### PROMPT
Reproduce each of the records below character for character.

┌─ DATASET EXTRACT

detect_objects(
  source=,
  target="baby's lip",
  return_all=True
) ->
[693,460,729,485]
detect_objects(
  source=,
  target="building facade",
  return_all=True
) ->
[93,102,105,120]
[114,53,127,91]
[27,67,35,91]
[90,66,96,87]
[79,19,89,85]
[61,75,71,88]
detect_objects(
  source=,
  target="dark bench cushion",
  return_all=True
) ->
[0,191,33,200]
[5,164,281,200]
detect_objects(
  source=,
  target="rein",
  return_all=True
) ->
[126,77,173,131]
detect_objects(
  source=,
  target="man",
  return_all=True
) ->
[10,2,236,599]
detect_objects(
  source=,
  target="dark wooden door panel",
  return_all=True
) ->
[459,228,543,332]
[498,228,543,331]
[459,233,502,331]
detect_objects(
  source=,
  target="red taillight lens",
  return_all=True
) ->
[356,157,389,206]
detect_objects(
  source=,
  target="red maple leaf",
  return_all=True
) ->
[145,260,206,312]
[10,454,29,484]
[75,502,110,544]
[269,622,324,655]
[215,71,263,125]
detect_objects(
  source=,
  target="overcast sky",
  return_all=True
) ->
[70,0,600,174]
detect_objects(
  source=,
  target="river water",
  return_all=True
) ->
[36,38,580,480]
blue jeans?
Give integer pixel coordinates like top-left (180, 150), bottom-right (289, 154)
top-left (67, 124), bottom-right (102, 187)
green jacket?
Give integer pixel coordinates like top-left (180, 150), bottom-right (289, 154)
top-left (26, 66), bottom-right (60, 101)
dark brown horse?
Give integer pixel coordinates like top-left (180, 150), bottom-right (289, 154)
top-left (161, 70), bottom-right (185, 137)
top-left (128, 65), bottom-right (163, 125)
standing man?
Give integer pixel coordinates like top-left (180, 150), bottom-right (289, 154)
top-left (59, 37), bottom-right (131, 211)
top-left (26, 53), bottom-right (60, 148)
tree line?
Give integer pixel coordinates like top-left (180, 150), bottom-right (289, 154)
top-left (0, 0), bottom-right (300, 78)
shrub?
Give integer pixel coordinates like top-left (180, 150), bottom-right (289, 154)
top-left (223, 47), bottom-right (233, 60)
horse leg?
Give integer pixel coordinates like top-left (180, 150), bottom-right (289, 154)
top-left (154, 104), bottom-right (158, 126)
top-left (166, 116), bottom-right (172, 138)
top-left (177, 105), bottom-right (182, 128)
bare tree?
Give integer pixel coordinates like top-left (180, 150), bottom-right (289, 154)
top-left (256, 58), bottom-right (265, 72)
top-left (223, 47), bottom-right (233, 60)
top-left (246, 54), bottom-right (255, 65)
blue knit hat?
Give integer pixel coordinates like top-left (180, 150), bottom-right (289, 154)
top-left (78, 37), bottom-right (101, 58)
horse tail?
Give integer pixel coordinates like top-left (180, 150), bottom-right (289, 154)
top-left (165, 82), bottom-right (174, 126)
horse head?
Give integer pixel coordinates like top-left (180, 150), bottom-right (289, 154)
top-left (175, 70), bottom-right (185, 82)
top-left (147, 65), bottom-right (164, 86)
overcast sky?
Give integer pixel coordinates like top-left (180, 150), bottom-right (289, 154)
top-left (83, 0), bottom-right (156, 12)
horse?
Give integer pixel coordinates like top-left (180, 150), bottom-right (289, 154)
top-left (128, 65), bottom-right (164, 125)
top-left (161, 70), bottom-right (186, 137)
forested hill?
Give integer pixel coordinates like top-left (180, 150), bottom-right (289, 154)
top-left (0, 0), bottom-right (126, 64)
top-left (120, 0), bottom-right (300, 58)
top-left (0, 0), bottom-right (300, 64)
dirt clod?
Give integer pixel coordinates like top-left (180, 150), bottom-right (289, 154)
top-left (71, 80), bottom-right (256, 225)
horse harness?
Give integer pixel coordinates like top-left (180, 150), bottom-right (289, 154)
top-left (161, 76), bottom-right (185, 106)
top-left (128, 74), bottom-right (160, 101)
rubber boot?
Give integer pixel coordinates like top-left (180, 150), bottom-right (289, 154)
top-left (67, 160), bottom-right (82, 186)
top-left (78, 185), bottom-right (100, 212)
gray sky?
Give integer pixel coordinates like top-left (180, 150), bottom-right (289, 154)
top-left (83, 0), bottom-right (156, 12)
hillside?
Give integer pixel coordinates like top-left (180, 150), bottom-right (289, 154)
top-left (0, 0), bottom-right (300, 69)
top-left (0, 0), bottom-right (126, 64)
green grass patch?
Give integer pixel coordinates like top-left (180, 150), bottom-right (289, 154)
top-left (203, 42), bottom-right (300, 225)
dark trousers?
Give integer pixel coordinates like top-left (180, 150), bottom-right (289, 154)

└─

### ANSWER TO THE TASK
detect_objects(
  source=,
  target="baby's lip",
  return_all=True
) ->
[693,460,729,485]
detect_objects(
  source=,
  target="building facade",
  return_all=True
) ->
[93,102,105,120]
[114,53,127,91]
[27,67,35,91]
[90,66,96,87]
[79,19,89,85]
[61,75,71,88]
detect_objects(
  source=,
  target="dark bench cushion",
  return_all=True
) ->
[0,191,33,200]
[5,164,281,200]
detect_objects(
  source=,
  target="rein",
  return_all=True
) ->
[126,77,173,131]
detect_objects(
  source=,
  target="man",
  return_all=True
) ->
[10,2,236,599]
detect_objects(
  source=,
  target="dark wooden door panel",
  return_all=True
) ->
[459,228,543,332]
[498,228,543,331]
[459,233,502,331]
detect_objects(
  source=,
  target="red taillight lens",
  return_all=True
) ->
[356,157,389,206]
detect_objects(
  source=,
  target="red maple leaf",
  return_all=True
) ->
[145,260,206,312]
[10,454,29,484]
[75,502,110,544]
[269,622,324,655]
[215,71,263,125]
detect_objects(
  source=,
  target="overcast sky",
  return_all=True
) ->
[70,0,600,174]
detect_objects(
  source=,
  target="river water",
  return_all=True
) ->
[36,38,580,480]
blue jeans?
Give integer pixel coordinates like top-left (180, 150), bottom-right (289, 154)
top-left (67, 124), bottom-right (102, 187)
green jacket?
Give integer pixel coordinates like top-left (180, 150), bottom-right (289, 154)
top-left (26, 66), bottom-right (60, 101)
dark brown horse?
Give integer pixel coordinates like top-left (180, 150), bottom-right (289, 154)
top-left (161, 70), bottom-right (185, 137)
top-left (128, 65), bottom-right (163, 125)
standing man?
Give integer pixel coordinates like top-left (180, 150), bottom-right (289, 154)
top-left (59, 37), bottom-right (131, 211)
top-left (26, 53), bottom-right (60, 148)
tree line?
Give integer pixel coordinates like top-left (180, 150), bottom-right (289, 154)
top-left (0, 0), bottom-right (300, 78)
shrub?
Give integer pixel coordinates like top-left (180, 150), bottom-right (289, 154)
top-left (223, 47), bottom-right (233, 60)
horse leg?
Give integer pixel coordinates like top-left (180, 150), bottom-right (289, 154)
top-left (154, 104), bottom-right (158, 126)
top-left (166, 116), bottom-right (172, 138)
top-left (177, 105), bottom-right (182, 128)
bare tree?
Give integer pixel coordinates like top-left (180, 150), bottom-right (289, 154)
top-left (256, 58), bottom-right (265, 72)
top-left (223, 47), bottom-right (233, 60)
top-left (246, 54), bottom-right (255, 65)
blue knit hat?
Give integer pixel coordinates like top-left (180, 150), bottom-right (289, 154)
top-left (78, 37), bottom-right (101, 58)
horse tail?
Give integer pixel coordinates like top-left (180, 150), bottom-right (289, 154)
top-left (165, 82), bottom-right (174, 126)
horse head?
Give integer pixel coordinates like top-left (180, 150), bottom-right (289, 154)
top-left (175, 70), bottom-right (185, 82)
top-left (147, 65), bottom-right (164, 86)
overcast sky?
Give integer pixel coordinates like top-left (180, 150), bottom-right (289, 154)
top-left (83, 0), bottom-right (156, 12)
horse?
Give integer pixel coordinates like top-left (180, 150), bottom-right (289, 154)
top-left (128, 65), bottom-right (164, 125)
top-left (161, 70), bottom-right (186, 137)
forested hill?
Give integer pixel coordinates like top-left (180, 150), bottom-right (289, 154)
top-left (0, 0), bottom-right (126, 64)
top-left (120, 0), bottom-right (300, 58)
top-left (0, 0), bottom-right (300, 64)
dirt clod?
Give integer pixel coordinates like top-left (180, 150), bottom-right (289, 154)
top-left (71, 80), bottom-right (256, 225)
horse harness?
Give integer pixel coordinates like top-left (180, 150), bottom-right (289, 154)
top-left (161, 76), bottom-right (185, 106)
top-left (128, 74), bottom-right (160, 101)
rubber boot?
Give integer pixel coordinates like top-left (180, 150), bottom-right (289, 154)
top-left (67, 160), bottom-right (82, 186)
top-left (78, 185), bottom-right (100, 212)
gray sky?
Give integer pixel coordinates like top-left (180, 150), bottom-right (289, 154)
top-left (83, 0), bottom-right (156, 12)
hillside?
Give integer pixel coordinates like top-left (180, 150), bottom-right (289, 154)
top-left (0, 0), bottom-right (300, 69)
top-left (0, 0), bottom-right (126, 64)
green grass patch?
Give integer pixel coordinates like top-left (180, 150), bottom-right (289, 154)
top-left (203, 42), bottom-right (300, 225)
dark trousers?
Give integer pixel coordinates like top-left (180, 150), bottom-right (289, 154)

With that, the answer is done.